▸ **Page extract**
▽
New storybook to help children stay hopeful during COVID-19

GENEVA, Switzerland – A new book published today aims to help children stay hopeful and positive during the COVID-19 pandemic. The story is a sequel to ‘My Hero is You: how kids can fight COVID-19!’, published in April 2020.

Both books have been released by a collaboration of 60 organizations working in the humanitarian sector, including the World Health Organization, UNICEF, the United Nations High Commissioner for Refugees, the International Federation of Red Cross and Red Crescent Societies and the MHPSS Collaborative for Children & Families in Adversity.

‘My Hero is You 2021: how kids can hope with COVID-19!’ draws on the daily realities of millions of children since the beginning of the pandemic. For many, the pandemic continues to disrupt their education, recreation, and time with friends, family and teachers.

The story – aimed primarily at children aged 6-11 years – sees the return of Ario, a fantasy creature who travels the world helping children to find hope in the future and joy in simple pleasures. Together with old and new friends, Ario addresses the fears, frustrations and concerns children are facing in the current phase of the pandemic, and explores the various coping mechanisms that they can use when faced with difficult emotions like fear, grief, anger and sadness.

The new story drew from responses to a survey of more than 5000 children, parents, caregivers and teachers from around the world who described the challenges they continue to face in the second year of the pandemic.
△
▸ **Given data**
▽
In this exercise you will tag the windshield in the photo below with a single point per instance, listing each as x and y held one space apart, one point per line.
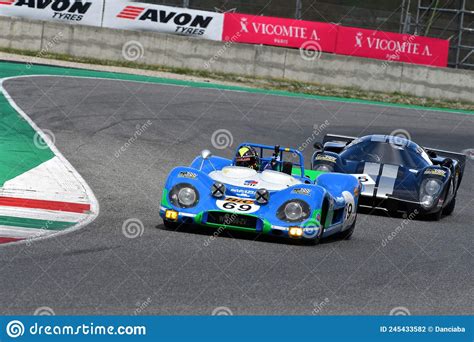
386 153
△
▸ **Exercise tasks**
a - According to the storybook article, which age group is the new story mainly for?
b - Continue the storybook article from where it stops.

▸ **Answers for the exercise**
a - Children aged 6-11 years.

b -
Reaching children everywhere

The book is currently available in Arabic, Bengali, Chinese, English, French, Portuguese, Russian, Spanish and Swahili. Its predecessor is now available in more than 140 languages, including sign language and Braille, and in more than 50 adaptations, in animated video, read-aloud, theatre, activity books and audio formats. Examples include an adaptation for Native Americans, a colouring book for children in Syria, and an animation developed by a team led by Stanford Medicine in the USA.

Since April 2020, governments, universities, nongovernmental organizations, media outlets and celebrities have joined forces with the United Nations to facilitate a truly global distribution of the first book in the series. Initiatives include the roll-out of audio versions and workshops relating to the book among refugees in Cox’s Bazar, Bangladesh; the broadcasting of an animated version on Mongolian national television; and the inclusion of the book as a free supplement with a national newspaper in Greece.

The new storybook can be used by parents and teachers in conjunction with a guide entitled ‘Actions for Heroes’, released by the same group in February 2021. Already available in more than a dozen languages, the guide advises parents, caregivers and teachers on how to create the right conditions for children to openly share their feelings and worries related to the pandemic and includes activities based on the books in the series.